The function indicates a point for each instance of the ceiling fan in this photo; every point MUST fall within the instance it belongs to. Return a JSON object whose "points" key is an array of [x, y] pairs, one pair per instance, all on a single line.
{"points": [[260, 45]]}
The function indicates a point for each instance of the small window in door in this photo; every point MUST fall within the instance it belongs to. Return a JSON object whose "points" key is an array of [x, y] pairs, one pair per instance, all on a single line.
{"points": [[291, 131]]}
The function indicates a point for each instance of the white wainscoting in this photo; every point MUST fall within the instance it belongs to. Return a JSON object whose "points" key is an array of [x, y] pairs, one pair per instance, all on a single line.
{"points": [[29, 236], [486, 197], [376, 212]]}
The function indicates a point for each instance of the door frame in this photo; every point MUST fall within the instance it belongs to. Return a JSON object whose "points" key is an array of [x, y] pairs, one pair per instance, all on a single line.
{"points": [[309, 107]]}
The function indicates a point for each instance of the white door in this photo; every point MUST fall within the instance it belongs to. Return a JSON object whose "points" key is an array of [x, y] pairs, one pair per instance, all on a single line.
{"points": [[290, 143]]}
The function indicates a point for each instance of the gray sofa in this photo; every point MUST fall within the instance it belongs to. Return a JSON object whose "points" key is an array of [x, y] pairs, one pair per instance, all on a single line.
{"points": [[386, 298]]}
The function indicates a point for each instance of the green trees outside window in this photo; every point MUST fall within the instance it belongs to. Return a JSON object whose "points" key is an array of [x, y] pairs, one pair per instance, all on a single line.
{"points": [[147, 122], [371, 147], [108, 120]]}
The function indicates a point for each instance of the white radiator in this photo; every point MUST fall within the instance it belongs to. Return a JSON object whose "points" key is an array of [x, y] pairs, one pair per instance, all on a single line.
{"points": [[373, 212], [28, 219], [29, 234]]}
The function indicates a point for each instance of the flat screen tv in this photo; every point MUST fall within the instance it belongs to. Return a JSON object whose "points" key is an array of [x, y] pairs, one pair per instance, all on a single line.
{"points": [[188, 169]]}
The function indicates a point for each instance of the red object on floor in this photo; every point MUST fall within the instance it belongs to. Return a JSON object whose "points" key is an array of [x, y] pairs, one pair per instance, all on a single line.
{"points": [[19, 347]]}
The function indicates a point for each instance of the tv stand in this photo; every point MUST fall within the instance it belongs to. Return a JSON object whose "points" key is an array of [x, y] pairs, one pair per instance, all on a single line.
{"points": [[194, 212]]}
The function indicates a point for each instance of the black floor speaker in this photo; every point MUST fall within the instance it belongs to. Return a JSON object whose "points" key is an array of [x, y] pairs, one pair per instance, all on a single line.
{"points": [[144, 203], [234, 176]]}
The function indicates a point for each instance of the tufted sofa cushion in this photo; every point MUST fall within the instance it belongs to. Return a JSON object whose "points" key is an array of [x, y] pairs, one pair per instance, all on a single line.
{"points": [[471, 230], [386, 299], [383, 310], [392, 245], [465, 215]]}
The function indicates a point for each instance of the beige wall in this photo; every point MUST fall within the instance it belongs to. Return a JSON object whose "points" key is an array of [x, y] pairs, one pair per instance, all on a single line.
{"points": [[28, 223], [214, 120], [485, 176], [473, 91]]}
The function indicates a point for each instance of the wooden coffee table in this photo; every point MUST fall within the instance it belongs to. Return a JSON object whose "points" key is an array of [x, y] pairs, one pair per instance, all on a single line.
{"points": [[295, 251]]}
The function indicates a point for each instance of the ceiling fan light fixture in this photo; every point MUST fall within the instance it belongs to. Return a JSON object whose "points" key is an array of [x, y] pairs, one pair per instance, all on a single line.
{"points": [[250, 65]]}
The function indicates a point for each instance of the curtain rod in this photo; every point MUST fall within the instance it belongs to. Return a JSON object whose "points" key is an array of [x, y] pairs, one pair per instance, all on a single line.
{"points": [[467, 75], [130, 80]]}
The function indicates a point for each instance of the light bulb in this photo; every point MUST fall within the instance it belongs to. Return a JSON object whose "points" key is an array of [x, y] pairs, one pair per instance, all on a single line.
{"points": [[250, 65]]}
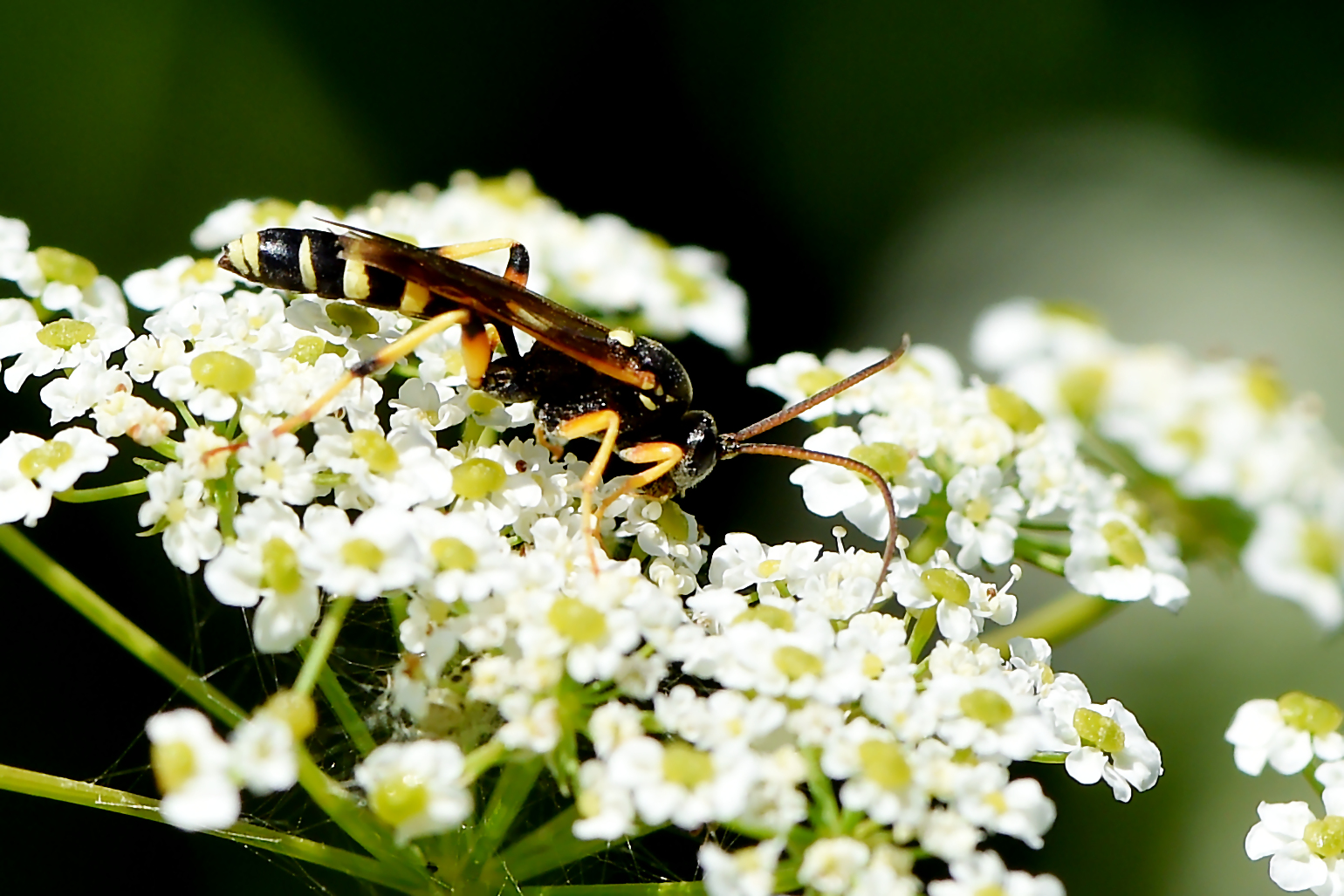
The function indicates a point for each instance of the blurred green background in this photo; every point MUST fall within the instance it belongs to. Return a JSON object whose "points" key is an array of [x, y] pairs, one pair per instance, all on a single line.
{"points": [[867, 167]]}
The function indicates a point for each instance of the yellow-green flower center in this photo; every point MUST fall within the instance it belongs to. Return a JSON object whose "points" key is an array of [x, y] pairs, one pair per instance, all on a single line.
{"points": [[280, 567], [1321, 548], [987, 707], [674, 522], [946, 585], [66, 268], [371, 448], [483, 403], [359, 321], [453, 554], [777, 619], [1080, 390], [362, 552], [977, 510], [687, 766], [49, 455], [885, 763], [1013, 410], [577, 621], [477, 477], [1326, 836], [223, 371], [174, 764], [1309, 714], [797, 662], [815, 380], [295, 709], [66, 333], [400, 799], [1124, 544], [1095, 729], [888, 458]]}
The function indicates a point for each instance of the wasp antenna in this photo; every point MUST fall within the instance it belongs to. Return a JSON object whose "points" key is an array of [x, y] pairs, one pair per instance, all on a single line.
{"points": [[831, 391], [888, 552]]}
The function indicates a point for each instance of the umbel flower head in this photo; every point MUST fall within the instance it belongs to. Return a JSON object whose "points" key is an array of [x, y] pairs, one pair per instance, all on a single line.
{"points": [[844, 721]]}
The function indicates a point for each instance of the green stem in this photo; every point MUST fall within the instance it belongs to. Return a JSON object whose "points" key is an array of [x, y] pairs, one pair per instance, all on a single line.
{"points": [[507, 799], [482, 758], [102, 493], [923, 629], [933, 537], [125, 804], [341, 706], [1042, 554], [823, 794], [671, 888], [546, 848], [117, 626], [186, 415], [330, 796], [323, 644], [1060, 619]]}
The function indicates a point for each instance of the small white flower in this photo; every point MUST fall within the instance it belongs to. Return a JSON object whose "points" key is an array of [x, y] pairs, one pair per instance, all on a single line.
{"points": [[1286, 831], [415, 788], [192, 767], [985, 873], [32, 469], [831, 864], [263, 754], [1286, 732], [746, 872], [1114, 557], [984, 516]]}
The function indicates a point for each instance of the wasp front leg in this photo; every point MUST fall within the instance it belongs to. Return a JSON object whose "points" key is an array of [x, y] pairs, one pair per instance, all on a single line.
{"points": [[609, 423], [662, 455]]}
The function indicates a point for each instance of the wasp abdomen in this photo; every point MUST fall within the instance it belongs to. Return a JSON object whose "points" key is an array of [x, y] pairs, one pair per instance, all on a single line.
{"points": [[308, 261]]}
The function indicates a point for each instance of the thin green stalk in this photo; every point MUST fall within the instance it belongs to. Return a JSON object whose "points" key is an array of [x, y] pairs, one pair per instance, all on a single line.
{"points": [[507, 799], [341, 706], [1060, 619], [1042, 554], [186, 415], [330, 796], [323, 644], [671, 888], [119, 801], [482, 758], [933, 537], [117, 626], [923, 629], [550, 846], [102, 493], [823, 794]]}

■ ■ ■ ■

STATED TASK:
Could you render all of the material above as a two-column CSV with the headers instruction and output? Use one row for each instruction and its answer, put each in a single quoted field with any line breaks replaced by spaces, and leave the pictures out.

PROBLEM SOLUTION:
instruction,output
"The function indicates a point for each instance of the ceiling fan in this photo; every point MUST fall within the instance it belongs to. Return a JSON object whose ""points"" key is an array of [x, y] pairs, one pair per instance, all on a single line.","{""points"": [[260, 45]]}"
"The function indicates a point for each instance of the small window in door in this photo; every point MUST fall within the instance it belongs to. Return a JSON object whose ""points"" key is an array of [x, y] pairs, one pair per instance, all on a single line.","{""points"": [[291, 131]]}"
"The function indicates a point for each instance of the white wainscoting in this photo; every point MUST fall within the instance it belongs to. Return a JSON object whose ""points"" key is an array of [x, y] pairs, one pair per instance, all on a single line.","{""points"": [[29, 236], [486, 197], [376, 212]]}"
"The function indicates a point for each instance of the door frame in this photo; every point MUST fall within the instance it belongs to. Return a JSON object whose ""points"" key is an array of [x, y] pairs, one pair per instance, all on a single line.","{""points"": [[309, 107]]}"
"The function indicates a point for each instance of the white door in this photo; every point MUST fall within the instance it belongs to. Return a JSON object whose ""points"" key is an array of [x, y] pairs, one pair per instance, all on a single line.","{""points"": [[290, 143]]}"
"The function indicates a point for each instance of the gray sofa in this photo; every point MUST fall within the instance it belongs to. Return a JSON object whose ""points"" key is an array of [x, y] pairs, one pair per instance, all on a single line.","{""points"": [[386, 298]]}"
"The function indicates a point for each instance of the green trees outside window in this photo; every point MUST fall within the instance it belongs to. Return a JSON object whose ""points"" key is an array of [x, y] pairs, one pair per instance, all on a single line.","{""points"": [[147, 122], [371, 147], [108, 120]]}"
"The function indicates a point for each instance of the white radiator in this photo; every point MUST fall within the instance it belongs to. Return a JSON object whose ""points"" key is an array of [x, y] pairs, one pair per instance, all on a single line.","{""points"": [[373, 212], [28, 219], [29, 234]]}"
"The function indicates a point for each instance of the flat screen tv in this photo; every point MUST fall within the instance it belongs to. Return a JSON object whose ""points"" key is an array of [x, y] pairs, one pair per instance, all on a single line.","{""points"": [[188, 169]]}"
"The function indicates a point for each instance of the red object on floor in this photo; every point MUST fall within the instance it belongs to. Return a JSON object whose ""points"" key is an array of [x, y] pairs, one pair per instance, all on a single line.","{""points"": [[19, 347]]}"
"The function indicates a point for each instance of the tv stand in this photo; every point MUST fall within the instance it belongs to. Return a JSON object whose ""points"" key is an array of [x, y] pairs, one pair per instance, all on a single line.","{""points"": [[194, 212]]}"
"The function indicates a point for each instance of the black floor speaker in this photo; every point MUST fall within the instance it belongs to. Return a JSON object whose ""points"" key is an array of [x, y] pairs, one pair per instance, all on a single line.","{""points"": [[144, 203], [234, 176]]}"
"The function indicates a point for each instance of the tufted sofa cushion in this photo; every point MUST fall within the instance it belongs to. Return a JSON object whose ""points"" key is an array of [x, y] pairs, one pair per instance, all on a single line.","{""points"": [[471, 230], [386, 299], [383, 310], [392, 245], [465, 215]]}"
"The function indicates a point for each instance of the beige wall in this photo; every point MUST fall within the instance it belongs to. Return a JSON object whose ""points"" key is an array of [x, y] pairs, one pair per instance, all on a single line.","{""points"": [[28, 223], [214, 120], [485, 176], [473, 91]]}"
"The function indicates a point for each instance of the wooden coffee table in this photo; every point MUST fall within the instance it belongs to. Return a JSON object whose ""points"" key is an array of [x, y] pairs, one pair per instance, all on a single line.","{""points"": [[295, 251]]}"
"The function indicates a point for each instance of the ceiling fan light fixture in this photo; every point MUST fall within the instance it belongs to. Return a JSON object whose ""points"" key is an array of [x, y] pairs, one pair per instance, all on a single line.","{""points"": [[250, 65]]}"
"The function indicates a point for each instance of the curtain rod in this photo; every point MUST fall within the instance it belongs to. Return a JSON object whose ""points"" key is an array of [x, y] pairs, one pair per instance, all on a single line.","{""points"": [[467, 75], [130, 80]]}"
"The function indicates a point for each instance of the light bulb in this photo; every point MUST fall within the instance it belongs to. Return a JSON object whose ""points"" key is an array of [x, y] pairs, one pair per instance, all on a single line.","{""points"": [[250, 65]]}"
"The function indicates a point for each instance of the blurred green background in this photo; every point MUST fall within the instance it belongs to. Return a JSON object whose ""points"" key is an array of [x, y] pairs, one pair per instance, all on a single line.","{""points"": [[867, 167]]}"
"The function indicates a point for each instance of the yellow-green flower center in this photo; every point MUST fall within the instance it belongs to. Return a JSON object whose ""points"" key is an array of [x, y] pairs, one pair per instance, all on a single line.","{""points"": [[280, 567], [1321, 548], [987, 707], [674, 522], [946, 585], [66, 268], [371, 448], [483, 403], [359, 321], [453, 554], [777, 619], [1080, 390], [362, 552], [977, 510], [687, 766], [49, 455], [885, 763], [1013, 410], [577, 621], [477, 477], [1326, 836], [223, 371], [174, 764], [1309, 714], [797, 662], [815, 380], [295, 709], [66, 333], [400, 799], [1124, 544], [1095, 729], [888, 458]]}"
"The function indicates a point for each instance of the wasp antenna in this photo; every point MUST fall within the instance it belongs to. Return a JSON object whose ""points"" key is an array of [x, y] pairs, one pair per instance, all on a single line.","{""points"": [[831, 391], [888, 552]]}"
"The function indicates a point for each instance of the umbel flower head in this photo; every point MUST fall within the instance it belongs to. Return a JSON object whose ""points"" key is an array of [x, y] pairs, one pair per instance, all on a single line.","{""points"": [[844, 721]]}"
"The function indicates a point for each instance of the green stem in this photo; every point MUST fall within the instance it belongs to. Return a JSON object whose ""points"" key is an array of [x, y] pairs, one pair per instance, all on a single line.","{""points"": [[507, 799], [482, 758], [102, 493], [923, 629], [933, 537], [125, 804], [341, 706], [1042, 554], [823, 794], [671, 888], [546, 848], [117, 626], [186, 415], [330, 796], [323, 644], [1060, 619]]}"
"The function indicates a point for each instance of the small white flower in this photo; every point MUST fall within the instance it belongs to. Return a JSON object whose ""points"" key is an array of [x, y] pairs, one pair per instance, all on a single line.","{""points"": [[1286, 831], [415, 788], [192, 767], [985, 873], [32, 469], [831, 864], [263, 754], [1286, 732], [746, 872], [1114, 557], [984, 516]]}"
"The function indicates a point for each instance of the wasp front leg in this photo; every point MUST fall within the instance it belongs to. Return a JSON object whose ""points"" key is an array of [x, y] pairs, one pair per instance, all on a single line.","{""points"": [[609, 423], [662, 455]]}"
"The function indicates a point for each instance of the wasp abdomen in this photo; every point MUST fall within the instance it belongs to. Return a JSON object whose ""points"" key is an array of [x, y] pairs, one pair per instance, all on a single line.","{""points"": [[308, 261]]}"
"The function indicates a point for each instance of the thin green stalk in this photo; every point MUST fall within the instance it belongs to. Return a JSON object whose ""points"" key is an array of [x, y] pairs, one pair per instance, all on a single line.","{""points"": [[507, 799], [341, 706], [1060, 619], [1042, 554], [186, 415], [330, 796], [323, 644], [671, 888], [119, 801], [482, 758], [933, 537], [117, 626], [923, 629], [550, 846], [102, 493], [823, 794]]}"